Lista de tareas
1 – Según el texto sobre la interrupción del embarazo en Latinoamérica, ¿qué grupos sufren muertes evitables por la práctica clandestina de este procedimiento? Enuméralos todos.
2 – Prosigue el texto sobre la interrupción del embarazo en Latinoamérica a partir de su última oración.

Bloque de texto
▼

Las restricciones sanitarias castigan con especial dureza a la niñez.
Por Carolína Vásquez Araya
elquintopatio@gmail.com
La prevalencia
de doctrinas religiosas en los países latinoamericanos, cuya influencia ha sido
estampada hasta en textos constitucionales, constituye un obstáculo
aparentemente infranqueable para uno de los problemas sociales y de salud
pública de mayor impacto en países de población mayoritariamente pobre: el
derecho a la interrupción de embarazos de alto riesgo o producto de
violaciones. Así, las muertes evitables en niñas, adolescentes y mujeres por la
práctica clandestina de este procedimiento terminan siendo resultado de
decisiones políticas destinadas a privar a los menos privilegiados de acceso a
la educación y a servicios básicos, como la máxima expresión de un sistema
patriarcal de dominación y control.

▲

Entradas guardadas
▼

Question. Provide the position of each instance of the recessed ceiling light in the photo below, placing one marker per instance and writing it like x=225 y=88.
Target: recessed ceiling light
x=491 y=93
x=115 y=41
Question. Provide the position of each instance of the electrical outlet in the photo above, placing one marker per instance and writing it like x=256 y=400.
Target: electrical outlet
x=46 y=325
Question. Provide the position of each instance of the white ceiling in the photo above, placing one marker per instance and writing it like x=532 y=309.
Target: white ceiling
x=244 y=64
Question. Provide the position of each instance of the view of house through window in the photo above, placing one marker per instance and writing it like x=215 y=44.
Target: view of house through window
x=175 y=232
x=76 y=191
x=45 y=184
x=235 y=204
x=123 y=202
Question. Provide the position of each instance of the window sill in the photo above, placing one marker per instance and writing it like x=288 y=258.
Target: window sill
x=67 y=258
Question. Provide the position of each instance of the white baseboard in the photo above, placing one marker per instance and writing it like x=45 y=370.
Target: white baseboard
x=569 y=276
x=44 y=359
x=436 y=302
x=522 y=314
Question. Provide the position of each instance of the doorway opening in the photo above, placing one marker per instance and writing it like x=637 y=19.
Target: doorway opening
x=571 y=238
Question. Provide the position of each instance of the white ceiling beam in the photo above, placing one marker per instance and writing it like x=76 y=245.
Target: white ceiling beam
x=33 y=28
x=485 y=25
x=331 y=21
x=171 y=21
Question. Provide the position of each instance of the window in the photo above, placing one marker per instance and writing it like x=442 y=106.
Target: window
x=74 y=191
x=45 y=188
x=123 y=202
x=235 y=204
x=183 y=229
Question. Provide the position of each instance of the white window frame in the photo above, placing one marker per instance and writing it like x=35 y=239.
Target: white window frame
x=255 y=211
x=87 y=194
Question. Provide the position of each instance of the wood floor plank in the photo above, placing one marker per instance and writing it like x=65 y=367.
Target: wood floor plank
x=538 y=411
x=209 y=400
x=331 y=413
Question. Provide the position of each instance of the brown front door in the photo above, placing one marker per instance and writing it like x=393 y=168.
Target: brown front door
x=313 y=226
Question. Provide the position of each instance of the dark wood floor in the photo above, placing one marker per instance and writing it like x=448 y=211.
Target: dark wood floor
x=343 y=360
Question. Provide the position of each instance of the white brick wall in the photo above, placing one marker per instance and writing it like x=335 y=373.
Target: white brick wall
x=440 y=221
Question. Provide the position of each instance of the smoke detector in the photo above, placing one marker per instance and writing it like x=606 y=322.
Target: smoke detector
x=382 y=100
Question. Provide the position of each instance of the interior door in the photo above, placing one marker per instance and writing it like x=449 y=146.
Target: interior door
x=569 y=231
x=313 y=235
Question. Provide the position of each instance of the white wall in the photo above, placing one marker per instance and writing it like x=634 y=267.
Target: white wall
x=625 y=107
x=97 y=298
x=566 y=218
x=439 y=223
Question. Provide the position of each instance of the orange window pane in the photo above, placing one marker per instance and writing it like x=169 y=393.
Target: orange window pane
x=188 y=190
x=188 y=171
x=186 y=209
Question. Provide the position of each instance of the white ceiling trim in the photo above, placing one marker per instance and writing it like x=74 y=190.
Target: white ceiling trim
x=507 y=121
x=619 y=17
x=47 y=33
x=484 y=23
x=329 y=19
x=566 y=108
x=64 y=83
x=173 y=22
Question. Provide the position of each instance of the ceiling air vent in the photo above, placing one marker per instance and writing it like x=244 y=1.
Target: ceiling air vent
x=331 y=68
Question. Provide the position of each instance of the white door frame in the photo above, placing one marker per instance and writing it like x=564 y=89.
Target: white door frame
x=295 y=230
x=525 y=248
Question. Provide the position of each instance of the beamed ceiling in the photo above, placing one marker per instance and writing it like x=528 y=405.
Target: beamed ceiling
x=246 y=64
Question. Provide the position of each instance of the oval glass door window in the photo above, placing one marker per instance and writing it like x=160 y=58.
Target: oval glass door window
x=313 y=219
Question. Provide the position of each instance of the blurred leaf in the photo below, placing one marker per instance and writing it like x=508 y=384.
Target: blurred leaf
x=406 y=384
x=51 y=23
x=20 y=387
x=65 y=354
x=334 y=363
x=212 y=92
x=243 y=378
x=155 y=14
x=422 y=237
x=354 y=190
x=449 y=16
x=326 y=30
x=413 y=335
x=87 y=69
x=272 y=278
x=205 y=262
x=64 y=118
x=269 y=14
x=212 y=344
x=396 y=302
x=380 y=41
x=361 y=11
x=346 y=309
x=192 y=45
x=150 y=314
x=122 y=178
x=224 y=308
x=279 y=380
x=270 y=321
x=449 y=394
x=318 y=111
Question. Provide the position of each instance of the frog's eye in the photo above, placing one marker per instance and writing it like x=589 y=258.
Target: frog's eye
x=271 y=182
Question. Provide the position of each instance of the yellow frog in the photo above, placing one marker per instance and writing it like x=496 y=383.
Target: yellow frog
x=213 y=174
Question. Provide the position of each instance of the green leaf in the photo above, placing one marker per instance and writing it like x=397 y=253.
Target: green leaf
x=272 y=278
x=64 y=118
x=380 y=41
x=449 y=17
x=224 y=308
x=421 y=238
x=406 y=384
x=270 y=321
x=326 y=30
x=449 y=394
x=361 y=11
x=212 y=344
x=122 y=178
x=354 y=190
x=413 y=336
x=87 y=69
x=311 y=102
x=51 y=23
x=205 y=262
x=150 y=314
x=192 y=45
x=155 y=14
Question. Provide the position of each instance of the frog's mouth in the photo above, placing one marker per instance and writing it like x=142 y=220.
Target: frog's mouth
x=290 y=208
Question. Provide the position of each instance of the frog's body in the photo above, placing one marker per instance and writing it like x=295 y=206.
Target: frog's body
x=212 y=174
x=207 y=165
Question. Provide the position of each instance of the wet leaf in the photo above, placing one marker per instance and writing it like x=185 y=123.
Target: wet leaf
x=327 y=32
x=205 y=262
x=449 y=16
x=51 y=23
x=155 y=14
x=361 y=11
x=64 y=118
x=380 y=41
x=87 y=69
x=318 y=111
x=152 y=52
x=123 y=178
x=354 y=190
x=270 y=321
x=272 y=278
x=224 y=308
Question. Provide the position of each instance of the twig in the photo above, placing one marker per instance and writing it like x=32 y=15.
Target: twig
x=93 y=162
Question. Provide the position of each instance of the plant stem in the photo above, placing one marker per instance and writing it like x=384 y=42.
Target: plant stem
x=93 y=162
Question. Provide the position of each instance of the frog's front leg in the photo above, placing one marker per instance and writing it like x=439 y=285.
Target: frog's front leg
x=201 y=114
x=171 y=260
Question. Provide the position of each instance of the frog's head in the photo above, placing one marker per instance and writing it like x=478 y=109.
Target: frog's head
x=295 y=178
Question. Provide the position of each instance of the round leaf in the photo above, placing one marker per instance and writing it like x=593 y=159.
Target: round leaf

▲

Respuestas escritas
1 –
- niñas
- adolescentes
- mujeres

2 –
En los
países de nuestro continente, se estima que unos 25 millones de mujeres carecen
de acceso a métodos anticonceptivos; pero la cifra se queda corta al sumar a
quienes, a pesar de tenerlos, no los utilizan por razones religiosas, por
desconocimiento o por imposición de los hombres en su círculo inmediato:
pareja, padre, hermano o alguna autoridad de su comunidad. También se conoce la
tremenda prevalencia de violencia en el ámbito familiar, violaciones sexuales,
incesto y trata de personas, a cuyas víctimas el sistema deja a merced de sus
agresores. Esta amenaza se cierne sobre las mujeres, la niñez y la juventud,
sometidas desde el inicio de su vida a un sistema de estricto control masculino
que les priva de su derecho a una vida sin violencia y acceso a las
oportunidades en igualdad de condiciones.
Para ilustrar
la dimensión del drama humano enfrentado por este sector, baste constatar que
las cifras de embarazos en niñas y adolescentes, de entre 10 y 14 años, en un
solo país y durante los primeros cuatro meses de 2020, ascienden a cerca de mil
500; estas, reportadas por el Observatorio de los Derechos de la Niñez en
Guatemala, Ciprodeni. Sin embargo, Guatemala –al igual como muchos otros países
de América Latina-, carece de un sistema confiable de estadísticas y registro,
ya sea por la ausencia de instituciones del Estado en una buena parte de su
territorio, ya sea porque muchos casos son ocultados por la familia de las
víctimas, por lo cual los datos presentados podrían ser solo una muestra
parcial de esta tragedia.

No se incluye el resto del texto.